Records drawn from a dataset:
----------------------------------------
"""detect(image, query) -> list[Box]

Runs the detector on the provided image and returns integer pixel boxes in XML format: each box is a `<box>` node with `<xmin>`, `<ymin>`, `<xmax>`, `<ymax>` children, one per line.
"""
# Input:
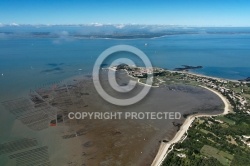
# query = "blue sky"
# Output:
<box><xmin>0</xmin><ymin>0</ymin><xmax>250</xmax><ymax>26</ymax></box>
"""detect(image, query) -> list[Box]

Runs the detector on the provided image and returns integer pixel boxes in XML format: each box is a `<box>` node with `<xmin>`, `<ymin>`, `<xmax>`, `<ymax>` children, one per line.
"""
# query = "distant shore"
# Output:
<box><xmin>151</xmin><ymin>85</ymin><xmax>231</xmax><ymax>166</ymax></box>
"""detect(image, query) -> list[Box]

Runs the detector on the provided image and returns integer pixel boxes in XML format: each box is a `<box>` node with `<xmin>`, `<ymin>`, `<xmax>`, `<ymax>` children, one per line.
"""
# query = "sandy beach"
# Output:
<box><xmin>151</xmin><ymin>85</ymin><xmax>231</xmax><ymax>166</ymax></box>
<box><xmin>168</xmin><ymin>70</ymin><xmax>240</xmax><ymax>83</ymax></box>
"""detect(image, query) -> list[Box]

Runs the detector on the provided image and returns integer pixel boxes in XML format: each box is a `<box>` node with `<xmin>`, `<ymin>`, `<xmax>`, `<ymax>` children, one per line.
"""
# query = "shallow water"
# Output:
<box><xmin>0</xmin><ymin>34</ymin><xmax>247</xmax><ymax>165</ymax></box>
<box><xmin>0</xmin><ymin>71</ymin><xmax>224</xmax><ymax>165</ymax></box>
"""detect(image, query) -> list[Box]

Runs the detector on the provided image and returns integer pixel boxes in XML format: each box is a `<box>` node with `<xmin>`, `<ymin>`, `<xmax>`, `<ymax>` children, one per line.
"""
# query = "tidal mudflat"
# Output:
<box><xmin>1</xmin><ymin>71</ymin><xmax>224</xmax><ymax>166</ymax></box>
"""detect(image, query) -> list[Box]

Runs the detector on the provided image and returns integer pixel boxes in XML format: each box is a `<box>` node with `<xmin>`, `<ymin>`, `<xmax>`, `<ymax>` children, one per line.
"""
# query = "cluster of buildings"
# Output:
<box><xmin>115</xmin><ymin>64</ymin><xmax>164</xmax><ymax>78</ymax></box>
<box><xmin>128</xmin><ymin>67</ymin><xmax>164</xmax><ymax>78</ymax></box>
<box><xmin>128</xmin><ymin>67</ymin><xmax>154</xmax><ymax>78</ymax></box>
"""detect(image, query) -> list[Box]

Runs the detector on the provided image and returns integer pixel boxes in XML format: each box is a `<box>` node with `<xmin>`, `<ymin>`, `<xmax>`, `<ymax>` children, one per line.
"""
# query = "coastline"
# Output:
<box><xmin>151</xmin><ymin>85</ymin><xmax>231</xmax><ymax>166</ymax></box>
<box><xmin>168</xmin><ymin>69</ymin><xmax>240</xmax><ymax>83</ymax></box>
<box><xmin>1</xmin><ymin>65</ymin><xmax>234</xmax><ymax>164</ymax></box>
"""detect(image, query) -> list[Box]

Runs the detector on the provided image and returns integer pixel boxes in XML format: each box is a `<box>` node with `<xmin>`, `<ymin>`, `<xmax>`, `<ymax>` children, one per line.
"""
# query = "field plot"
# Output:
<box><xmin>200</xmin><ymin>145</ymin><xmax>233</xmax><ymax>166</ymax></box>
<box><xmin>215</xmin><ymin>116</ymin><xmax>235</xmax><ymax>125</ymax></box>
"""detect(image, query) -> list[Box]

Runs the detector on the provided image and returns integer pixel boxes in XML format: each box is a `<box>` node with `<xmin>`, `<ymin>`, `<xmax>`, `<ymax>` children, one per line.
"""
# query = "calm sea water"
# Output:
<box><xmin>0</xmin><ymin>33</ymin><xmax>250</xmax><ymax>165</ymax></box>
<box><xmin>1</xmin><ymin>34</ymin><xmax>250</xmax><ymax>99</ymax></box>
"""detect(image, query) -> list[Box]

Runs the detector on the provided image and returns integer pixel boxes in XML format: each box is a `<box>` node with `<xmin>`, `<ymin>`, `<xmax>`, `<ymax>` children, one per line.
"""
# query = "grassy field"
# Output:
<box><xmin>215</xmin><ymin>116</ymin><xmax>235</xmax><ymax>125</ymax></box>
<box><xmin>218</xmin><ymin>151</ymin><xmax>234</xmax><ymax>160</ymax></box>
<box><xmin>200</xmin><ymin>128</ymin><xmax>209</xmax><ymax>134</ymax></box>
<box><xmin>200</xmin><ymin>145</ymin><xmax>233</xmax><ymax>166</ymax></box>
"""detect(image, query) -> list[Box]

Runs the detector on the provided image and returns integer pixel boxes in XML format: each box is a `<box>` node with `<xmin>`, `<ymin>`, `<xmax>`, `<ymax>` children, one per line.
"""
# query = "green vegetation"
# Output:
<box><xmin>139</xmin><ymin>69</ymin><xmax>250</xmax><ymax>166</ymax></box>
<box><xmin>200</xmin><ymin>129</ymin><xmax>209</xmax><ymax>134</ymax></box>
<box><xmin>162</xmin><ymin>113</ymin><xmax>250</xmax><ymax>166</ymax></box>
<box><xmin>200</xmin><ymin>145</ymin><xmax>233</xmax><ymax>166</ymax></box>
<box><xmin>163</xmin><ymin>150</ymin><xmax>223</xmax><ymax>166</ymax></box>
<box><xmin>215</xmin><ymin>116</ymin><xmax>235</xmax><ymax>125</ymax></box>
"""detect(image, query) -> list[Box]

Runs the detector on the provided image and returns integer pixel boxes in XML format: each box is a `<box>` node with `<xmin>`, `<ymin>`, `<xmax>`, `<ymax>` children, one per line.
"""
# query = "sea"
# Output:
<box><xmin>0</xmin><ymin>29</ymin><xmax>250</xmax><ymax>165</ymax></box>
<box><xmin>1</xmin><ymin>33</ymin><xmax>250</xmax><ymax>100</ymax></box>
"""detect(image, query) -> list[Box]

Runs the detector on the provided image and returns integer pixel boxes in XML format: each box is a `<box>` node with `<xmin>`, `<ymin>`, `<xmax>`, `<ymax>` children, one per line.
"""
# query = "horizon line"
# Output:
<box><xmin>1</xmin><ymin>23</ymin><xmax>250</xmax><ymax>28</ymax></box>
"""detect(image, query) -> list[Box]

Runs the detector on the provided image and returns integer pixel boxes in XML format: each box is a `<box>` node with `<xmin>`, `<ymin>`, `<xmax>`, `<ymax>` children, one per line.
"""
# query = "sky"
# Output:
<box><xmin>0</xmin><ymin>0</ymin><xmax>250</xmax><ymax>26</ymax></box>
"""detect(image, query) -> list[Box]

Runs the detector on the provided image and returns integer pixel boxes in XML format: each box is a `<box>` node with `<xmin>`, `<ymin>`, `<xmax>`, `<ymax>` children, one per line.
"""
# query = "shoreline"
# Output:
<box><xmin>167</xmin><ymin>69</ymin><xmax>240</xmax><ymax>83</ymax></box>
<box><xmin>151</xmin><ymin>85</ymin><xmax>231</xmax><ymax>166</ymax></box>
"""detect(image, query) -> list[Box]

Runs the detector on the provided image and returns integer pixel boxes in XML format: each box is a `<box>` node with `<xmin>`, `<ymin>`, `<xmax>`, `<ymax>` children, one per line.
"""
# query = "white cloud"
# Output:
<box><xmin>10</xmin><ymin>23</ymin><xmax>19</xmax><ymax>26</ymax></box>
<box><xmin>59</xmin><ymin>31</ymin><xmax>69</xmax><ymax>36</ymax></box>
<box><xmin>115</xmin><ymin>24</ymin><xmax>125</xmax><ymax>29</ymax></box>
<box><xmin>91</xmin><ymin>23</ymin><xmax>103</xmax><ymax>27</ymax></box>
<box><xmin>52</xmin><ymin>31</ymin><xmax>74</xmax><ymax>44</ymax></box>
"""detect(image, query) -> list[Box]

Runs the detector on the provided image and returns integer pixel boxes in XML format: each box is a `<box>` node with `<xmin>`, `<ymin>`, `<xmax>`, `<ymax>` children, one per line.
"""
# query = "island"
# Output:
<box><xmin>239</xmin><ymin>77</ymin><xmax>250</xmax><ymax>82</ymax></box>
<box><xmin>174</xmin><ymin>65</ymin><xmax>203</xmax><ymax>71</ymax></box>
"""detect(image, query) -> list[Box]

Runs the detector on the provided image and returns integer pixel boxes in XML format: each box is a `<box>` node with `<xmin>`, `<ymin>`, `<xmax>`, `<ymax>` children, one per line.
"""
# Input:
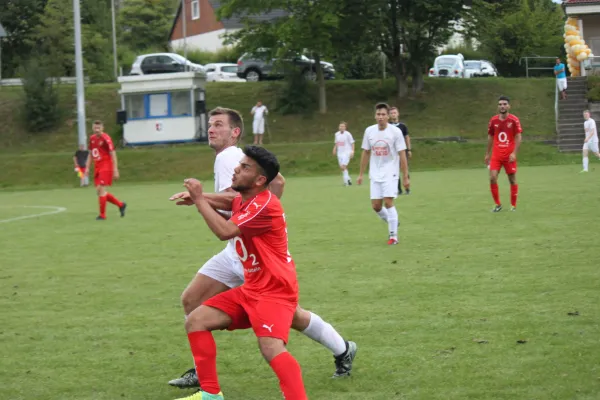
----------------------------------------
* **Instructions for the task**
Tally every line of the data that includes "water". Report the number and nothing more.

* **Written solution**
2